Written instruction
Quote all entries in full, exactly.

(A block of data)
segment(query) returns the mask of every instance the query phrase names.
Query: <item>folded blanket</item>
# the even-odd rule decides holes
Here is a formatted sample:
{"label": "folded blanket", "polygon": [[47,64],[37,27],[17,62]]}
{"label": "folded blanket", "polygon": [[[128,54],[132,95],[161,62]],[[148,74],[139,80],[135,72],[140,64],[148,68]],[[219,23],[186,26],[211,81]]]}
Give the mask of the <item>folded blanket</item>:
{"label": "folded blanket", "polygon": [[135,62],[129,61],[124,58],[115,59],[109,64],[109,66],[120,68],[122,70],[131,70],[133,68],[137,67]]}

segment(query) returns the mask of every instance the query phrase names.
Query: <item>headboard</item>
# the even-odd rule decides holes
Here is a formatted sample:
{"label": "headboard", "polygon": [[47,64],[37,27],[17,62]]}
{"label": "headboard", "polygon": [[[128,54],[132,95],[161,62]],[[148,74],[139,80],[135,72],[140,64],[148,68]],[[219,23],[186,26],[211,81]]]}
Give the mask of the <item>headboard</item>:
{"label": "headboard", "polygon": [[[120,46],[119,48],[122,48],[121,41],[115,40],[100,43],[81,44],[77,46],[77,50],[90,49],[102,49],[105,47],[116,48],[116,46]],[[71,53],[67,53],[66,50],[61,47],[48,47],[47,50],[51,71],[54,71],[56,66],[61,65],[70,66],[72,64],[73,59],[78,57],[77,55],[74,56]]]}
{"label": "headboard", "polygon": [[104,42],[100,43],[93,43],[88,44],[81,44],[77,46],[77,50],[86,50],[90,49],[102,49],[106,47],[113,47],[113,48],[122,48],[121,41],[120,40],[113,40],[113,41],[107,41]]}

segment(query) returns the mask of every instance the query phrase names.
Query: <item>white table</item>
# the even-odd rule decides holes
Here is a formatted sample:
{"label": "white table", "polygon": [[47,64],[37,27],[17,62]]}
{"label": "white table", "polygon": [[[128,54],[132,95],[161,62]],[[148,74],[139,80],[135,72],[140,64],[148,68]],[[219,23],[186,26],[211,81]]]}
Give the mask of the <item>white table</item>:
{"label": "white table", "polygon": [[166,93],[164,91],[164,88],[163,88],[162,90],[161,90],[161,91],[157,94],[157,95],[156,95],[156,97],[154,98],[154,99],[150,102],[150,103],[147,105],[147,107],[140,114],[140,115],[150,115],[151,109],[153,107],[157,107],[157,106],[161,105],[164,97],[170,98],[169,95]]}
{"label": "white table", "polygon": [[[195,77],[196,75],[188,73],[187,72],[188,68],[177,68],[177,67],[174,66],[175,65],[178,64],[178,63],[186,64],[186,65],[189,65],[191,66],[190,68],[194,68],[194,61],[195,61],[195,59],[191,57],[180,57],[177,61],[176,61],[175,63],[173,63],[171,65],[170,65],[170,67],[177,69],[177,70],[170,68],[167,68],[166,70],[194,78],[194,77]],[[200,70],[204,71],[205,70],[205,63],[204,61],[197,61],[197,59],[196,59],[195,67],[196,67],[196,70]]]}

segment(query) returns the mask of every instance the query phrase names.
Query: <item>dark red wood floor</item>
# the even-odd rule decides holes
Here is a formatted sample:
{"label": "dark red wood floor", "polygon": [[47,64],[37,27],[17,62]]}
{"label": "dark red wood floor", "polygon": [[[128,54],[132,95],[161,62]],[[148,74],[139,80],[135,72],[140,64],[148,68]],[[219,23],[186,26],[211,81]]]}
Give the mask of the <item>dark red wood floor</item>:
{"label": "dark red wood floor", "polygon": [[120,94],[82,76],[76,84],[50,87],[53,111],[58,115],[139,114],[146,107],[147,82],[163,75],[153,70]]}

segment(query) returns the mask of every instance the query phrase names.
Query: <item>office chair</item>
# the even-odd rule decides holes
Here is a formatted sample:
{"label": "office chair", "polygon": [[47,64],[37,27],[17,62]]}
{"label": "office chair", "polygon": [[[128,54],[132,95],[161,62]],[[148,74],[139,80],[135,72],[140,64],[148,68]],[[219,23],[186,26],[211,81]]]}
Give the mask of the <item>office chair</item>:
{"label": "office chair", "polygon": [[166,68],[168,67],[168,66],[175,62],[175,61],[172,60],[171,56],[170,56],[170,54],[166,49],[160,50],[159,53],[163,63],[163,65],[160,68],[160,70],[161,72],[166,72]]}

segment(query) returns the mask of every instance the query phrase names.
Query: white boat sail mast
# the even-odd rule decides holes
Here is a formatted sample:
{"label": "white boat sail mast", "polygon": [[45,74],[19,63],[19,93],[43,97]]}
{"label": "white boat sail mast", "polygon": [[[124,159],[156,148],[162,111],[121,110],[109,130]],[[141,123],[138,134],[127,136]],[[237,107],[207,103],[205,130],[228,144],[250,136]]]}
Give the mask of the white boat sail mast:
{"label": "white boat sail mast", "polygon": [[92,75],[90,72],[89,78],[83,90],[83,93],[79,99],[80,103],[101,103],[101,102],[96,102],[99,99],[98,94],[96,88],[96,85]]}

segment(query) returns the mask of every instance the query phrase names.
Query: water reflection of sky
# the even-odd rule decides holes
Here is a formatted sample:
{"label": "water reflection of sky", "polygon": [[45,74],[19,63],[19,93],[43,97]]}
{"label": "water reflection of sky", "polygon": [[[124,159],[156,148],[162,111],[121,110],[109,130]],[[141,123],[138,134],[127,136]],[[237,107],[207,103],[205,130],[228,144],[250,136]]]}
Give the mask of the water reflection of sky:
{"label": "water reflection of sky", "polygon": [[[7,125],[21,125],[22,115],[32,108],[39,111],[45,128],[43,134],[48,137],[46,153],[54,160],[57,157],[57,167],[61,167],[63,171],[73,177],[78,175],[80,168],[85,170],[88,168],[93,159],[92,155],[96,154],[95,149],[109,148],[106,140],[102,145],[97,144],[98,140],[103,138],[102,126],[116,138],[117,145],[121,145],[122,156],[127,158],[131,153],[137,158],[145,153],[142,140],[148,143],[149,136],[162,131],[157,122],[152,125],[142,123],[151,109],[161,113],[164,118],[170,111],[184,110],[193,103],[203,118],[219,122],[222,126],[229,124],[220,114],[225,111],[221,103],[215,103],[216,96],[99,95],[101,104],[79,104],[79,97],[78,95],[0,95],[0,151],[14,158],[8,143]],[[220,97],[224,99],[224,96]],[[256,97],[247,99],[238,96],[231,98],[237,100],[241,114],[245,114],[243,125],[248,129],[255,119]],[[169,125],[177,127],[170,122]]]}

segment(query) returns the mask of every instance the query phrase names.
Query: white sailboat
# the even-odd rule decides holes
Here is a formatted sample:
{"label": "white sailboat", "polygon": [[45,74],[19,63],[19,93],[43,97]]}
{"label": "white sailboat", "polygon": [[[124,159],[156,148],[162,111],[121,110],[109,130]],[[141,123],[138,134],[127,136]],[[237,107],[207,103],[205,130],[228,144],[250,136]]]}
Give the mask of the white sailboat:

Complete answer
segment(query) returns the mask of every instance the query phrase names.
Query: <item>folded blanket</item>
# the even-odd rule decides holes
Here is a formatted sample:
{"label": "folded blanket", "polygon": [[47,64],[37,27],[17,62]]}
{"label": "folded blanket", "polygon": [[[128,54],[132,95],[161,62]],[[148,74],[139,80],[135,72],[140,64],[148,68]],[[219,23],[186,26],[211,81]]]}
Give the mask of the <item>folded blanket</item>:
{"label": "folded blanket", "polygon": [[135,62],[129,61],[124,58],[115,59],[109,64],[109,66],[120,68],[122,70],[131,70],[133,68],[137,67]]}

segment(query) returns the mask of every instance the query phrase names.
Query: <item>headboard</item>
# the even-odd rule decides holes
Here is a formatted sample:
{"label": "headboard", "polygon": [[47,64],[37,27],[17,62]]}
{"label": "headboard", "polygon": [[[128,54],[132,95],[161,62]],[[148,74],[139,80],[135,72],[140,64],[148,68]],[[219,23],[186,26],[211,81]]]}
Give the mask of the <item>headboard</item>:
{"label": "headboard", "polygon": [[[120,46],[119,48],[122,48],[121,41],[115,40],[100,43],[81,44],[77,46],[77,50],[90,49],[102,49],[105,47],[116,48],[116,46]],[[71,53],[67,53],[66,50],[61,47],[48,47],[47,50],[51,71],[54,71],[56,66],[61,65],[70,66],[72,64],[73,59],[78,57],[77,55],[74,56]]]}
{"label": "headboard", "polygon": [[104,42],[100,43],[93,43],[88,44],[81,44],[77,46],[77,50],[86,50],[90,49],[102,49],[106,47],[113,47],[113,48],[122,48],[121,41],[120,40],[113,40],[113,41],[107,41]]}

segment(query) returns the mask of every instance the query phrase names.
Query: <item>white table</item>
# the even-odd rule decides holes
Here is a formatted sample:
{"label": "white table", "polygon": [[47,64],[37,27],[17,62]]}
{"label": "white table", "polygon": [[[128,54],[132,95],[161,62]],[[148,74],[139,80],[135,72],[140,64],[148,68]],[[219,23],[186,26],[211,81]]]}
Give the mask of the <item>white table</item>:
{"label": "white table", "polygon": [[166,93],[164,91],[164,88],[163,88],[162,90],[161,90],[161,91],[157,94],[157,95],[156,95],[156,97],[154,98],[154,99],[150,102],[150,103],[147,105],[147,107],[140,114],[140,115],[150,115],[151,109],[153,107],[157,107],[157,106],[161,105],[164,97],[170,98],[169,95]]}
{"label": "white table", "polygon": [[[195,77],[196,75],[188,73],[187,72],[188,68],[177,68],[177,67],[174,66],[175,65],[178,64],[178,63],[186,64],[186,65],[189,65],[191,66],[190,68],[194,68],[194,61],[195,61],[195,59],[191,57],[180,57],[177,61],[176,61],[175,63],[173,63],[171,65],[170,65],[170,67],[177,69],[177,70],[170,68],[167,68],[166,70],[194,78],[194,77]],[[200,70],[204,71],[205,70],[205,63],[204,61],[197,61],[197,59],[196,59],[195,67],[196,67],[196,70]]]}

segment(query) returns the mask of every instance the query phrase names.
Query: <item>dark red wood floor</item>
# the even-odd rule decides holes
Here is a formatted sample:
{"label": "dark red wood floor", "polygon": [[47,64],[37,27],[17,62]]}
{"label": "dark red wood floor", "polygon": [[[128,54],[132,95],[161,62]],[[148,74],[139,80],[135,72],[140,64],[148,68]],[[219,23],[186,26],[211,81]]]}
Give the mask of the <item>dark red wood floor</item>:
{"label": "dark red wood floor", "polygon": [[120,94],[82,76],[76,84],[50,87],[53,111],[58,115],[139,114],[146,107],[147,82],[163,75],[153,70]]}

segment(query) returns the mask of every instance the query phrase names.
Query: <item>office chair</item>
# the even-odd rule decides holes
Here is a formatted sample:
{"label": "office chair", "polygon": [[47,64],[37,27],[17,62]]}
{"label": "office chair", "polygon": [[[128,54],[132,95],[161,62]],[[148,74],[139,80],[135,72],[140,64],[148,68]],[[219,23],[186,26],[211,81]]]}
Give the mask of the <item>office chair</item>:
{"label": "office chair", "polygon": [[166,68],[168,67],[168,66],[175,62],[175,61],[172,60],[171,56],[170,56],[170,54],[166,49],[160,50],[159,53],[163,63],[163,65],[160,68],[160,70],[161,72],[166,72]]}

segment(query) returns the mask of every instance the query phrase names.
Query: white boat sail mast
# the even-odd rule decides holes
Here is a formatted sample:
{"label": "white boat sail mast", "polygon": [[45,74],[19,63],[19,93],[43,97]]}
{"label": "white boat sail mast", "polygon": [[[124,159],[156,148],[162,111],[121,110],[109,130]],[[141,123],[138,134],[127,136]],[[237,107],[207,103],[205,130],[228,144],[250,136]]]}
Give the mask of the white boat sail mast:
{"label": "white boat sail mast", "polygon": [[92,75],[90,72],[89,78],[83,90],[83,93],[79,99],[80,103],[101,103],[101,102],[96,102],[99,99],[98,94],[96,88],[96,85]]}

segment(query) returns the mask of every instance the query phrase names.
Query: water reflection of sky
# the even-odd rule decides holes
Here is a formatted sample:
{"label": "water reflection of sky", "polygon": [[45,74],[19,63],[19,93],[43,97]]}
{"label": "water reflection of sky", "polygon": [[[124,159],[156,148],[162,111],[121,110],[109,130]],[[141,123],[138,134],[127,136]],[[237,107],[207,103],[205,130],[228,144],[250,136]]]}
Give the mask of the water reflection of sky:
{"label": "water reflection of sky", "polygon": [[[7,125],[21,125],[22,115],[32,108],[39,111],[45,128],[43,134],[48,137],[46,153],[54,160],[57,157],[57,167],[61,167],[63,171],[73,177],[78,175],[80,168],[85,170],[88,168],[93,159],[92,155],[96,154],[95,149],[109,148],[106,140],[102,145],[97,144],[98,140],[103,138],[102,126],[116,138],[117,145],[121,145],[122,156],[127,158],[131,153],[137,158],[145,153],[142,140],[148,143],[149,136],[162,131],[157,122],[152,125],[142,123],[151,109],[161,113],[164,118],[170,111],[184,110],[193,103],[203,118],[219,122],[222,126],[229,124],[220,114],[225,111],[221,103],[215,103],[216,96],[99,95],[101,104],[79,104],[79,97],[78,95],[0,95],[0,151],[14,158],[8,143]],[[220,97],[224,99],[224,96]],[[256,97],[247,99],[238,96],[231,98],[237,100],[241,114],[245,114],[243,125],[248,129],[255,119]],[[169,125],[177,127],[170,122]]]}

segment(query) returns the mask of every instance the query phrase names.
Query: white sailboat
# the even-odd rule decides holes
Here is a formatted sample:
{"label": "white sailboat", "polygon": [[45,74],[19,63],[19,93],[43,97]]}
{"label": "white sailboat", "polygon": [[[124,159],[156,148],[162,111],[121,110],[109,130]],[[141,123],[138,134],[127,136]],[[237,107],[207,103],[205,130],[228,144],[250,136]]]}
Give the mask of the white sailboat:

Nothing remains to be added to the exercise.